[PAGE TEXT]:
......

Personal information
- Full name: Ryan Guno Babel
- Date of birth: 19 December 1986 (age 39)
- Place of birth: Amsterdam, Netherlands
- Height: 1.85 m (6 ft 1 in)
- Position: Forward

Youth career
- 1992–1994: SV Diemen
- 1994–1997: ASV Fortius
- 1997–2004: Ajax

Senior career*
- Years: Team / Apps / (Gls)
- 2004–2007: Ajax / 73 / (14)
- 2007–2011: Liverpool / 91 / (12)
- 2011–2012: TSG Hoffenheim / 46 / (5)
- 2012–2013: Ajax / 16 / (4)
- 2013–2015: Kasımpaşa / 58 / (14)
- 2015–2016: Al Ain / 8 / (1)
- 2016: Deportivo La Coruña / 11 / (4)
- 2017–2019: Beşiktaş / 62 / (22)
- 2019: Fulham / 16 / (5)
- 2019–2022: Galatasaray / 77 / (15)
- 2020: → Ajax (loan) / 5 / (0)
- 2022–2023: Eyüpspor / 28 / (5)

International career^{‡}
- 2002–2003: Netherlands U17 / 6 / (3)
- 2003–2004: Netherlands U19 / 6 / (2)
- 2004–2005: Netherlands U20 / 4 / (2)
- 2005–2007: Netherlands U21 / 5 / (2)
- 2008: Netherlands U23 / 5 / (2)
- 2005–2021: Netherlands / 69 / (10)

Medal record
Men's football
Representing Netherlands
FIFA World Cup
| Runner-up | 2010 South Africa |  |
UEFA Nations League
| Runner-up | 2019 Portugal |  |
UEFA European Under-21 Championship
| Winner | 2007 Netherlands |  |

= Ryan Babel =

Dutch footballer (born 1986)

Ryan Guno Babel (/nl/; born 19 December 1986) is a Dutch former professional footballer who played as a forward.

......

[DATA SECTION]:
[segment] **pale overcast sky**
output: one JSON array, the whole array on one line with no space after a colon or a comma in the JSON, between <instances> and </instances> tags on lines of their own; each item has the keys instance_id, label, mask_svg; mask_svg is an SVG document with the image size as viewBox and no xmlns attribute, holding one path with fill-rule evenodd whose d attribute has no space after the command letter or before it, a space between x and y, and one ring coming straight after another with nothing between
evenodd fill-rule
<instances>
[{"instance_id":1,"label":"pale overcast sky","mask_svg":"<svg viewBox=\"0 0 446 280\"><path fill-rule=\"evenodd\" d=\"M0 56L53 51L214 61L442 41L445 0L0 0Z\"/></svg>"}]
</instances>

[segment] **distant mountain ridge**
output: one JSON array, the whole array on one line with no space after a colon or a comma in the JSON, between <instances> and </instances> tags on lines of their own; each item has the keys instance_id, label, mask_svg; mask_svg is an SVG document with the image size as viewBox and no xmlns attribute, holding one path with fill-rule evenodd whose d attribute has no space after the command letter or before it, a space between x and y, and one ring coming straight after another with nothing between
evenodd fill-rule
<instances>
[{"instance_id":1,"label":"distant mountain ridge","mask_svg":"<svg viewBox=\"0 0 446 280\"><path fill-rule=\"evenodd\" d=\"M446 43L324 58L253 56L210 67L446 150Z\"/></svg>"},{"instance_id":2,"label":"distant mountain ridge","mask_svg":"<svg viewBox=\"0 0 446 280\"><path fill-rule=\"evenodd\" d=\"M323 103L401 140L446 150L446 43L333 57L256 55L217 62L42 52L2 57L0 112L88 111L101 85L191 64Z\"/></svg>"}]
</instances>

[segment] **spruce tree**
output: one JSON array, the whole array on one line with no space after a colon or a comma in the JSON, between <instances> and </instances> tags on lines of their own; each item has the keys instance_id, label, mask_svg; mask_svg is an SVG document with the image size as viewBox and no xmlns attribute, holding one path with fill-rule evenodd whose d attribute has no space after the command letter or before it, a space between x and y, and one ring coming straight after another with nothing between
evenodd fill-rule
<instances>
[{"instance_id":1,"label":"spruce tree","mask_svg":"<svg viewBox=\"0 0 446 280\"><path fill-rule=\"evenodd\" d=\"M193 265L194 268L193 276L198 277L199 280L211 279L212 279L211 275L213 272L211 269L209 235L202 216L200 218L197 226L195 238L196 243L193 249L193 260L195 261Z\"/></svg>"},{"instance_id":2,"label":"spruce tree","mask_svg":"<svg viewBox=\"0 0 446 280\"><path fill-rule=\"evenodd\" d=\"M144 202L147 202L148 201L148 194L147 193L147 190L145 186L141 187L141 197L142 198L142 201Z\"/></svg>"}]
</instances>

......

[DIRECTIONS]:
1. Rewrite the Ryan Babel profile from "- 2016: Deportivo" up to and including "Netherlands / 69 / (10)", changing "Fulham" to "Chelsea".
2. In the Ryan Babel profile, what is his place of birth?
3. Carry on the Ryan Babel profile from its final sentence.
The entries above are separate material, unrelated to the Ryan Babel profile.

[TASK RESPONSES]:
1.
- 2016: Deportivo La Coruña / 11 / (4)
- 2017–2019: Beşiktaş / 62 / (22)
- 2019: Chelsea / 16 / (5)
- 2019–2022: Galatasaray / 77 / (15)
- 2020: → Ajax (loan) / 5 / (0)
- 2022–2023: Eyüpspor / 28 / (5)

International career^{‡}
- 2002–2003: Netherlands U17 / 6 / (3)
- 2003–2004: Netherlands U19 / 6 / (2)
- 2004–2005: Netherlands U20 / 4 / (2)
- 2005–2007: Netherlands U21 / 5 / (2)
- 2008: Netherlands U23 / 5 / (2)
- 2005–2021: Netherlands / 69 / (10)

2. Amsterdam, Netherlands.

3.
Babel began his career at Ajax in 1997, working his way up through the youth team and into the senior squad. He played three seasons for the first team before he was transferred to Liverpool in mid-2007, where under three successive managers he failed to secure a regular first team position. Babel was sold to 1899 Hoffenheim in January 2011, for a sum around half of that which Liverpool paid for him. His time at Hoffenheim was marred with disciplinary problems with three managers at the club. In the summer of 2012, Babel bought out the remaining final year of his contract, making him a free agent, and re-signed a one-year contract with Ajax. He then played for Kasımpaşa, Beşiktaş and Galatasaray in Turkey, Al Ain of the United Arab Emirates, Deportivo La Coruña and brief returns to the Premier League with Fulham and a loan to Ajax.

Babel was part of the Netherlands national team from 2005 to 2021 and has represented his country at all youth team levels. He played in two World Cups, 2006 and 2010, reaching the final of the latter.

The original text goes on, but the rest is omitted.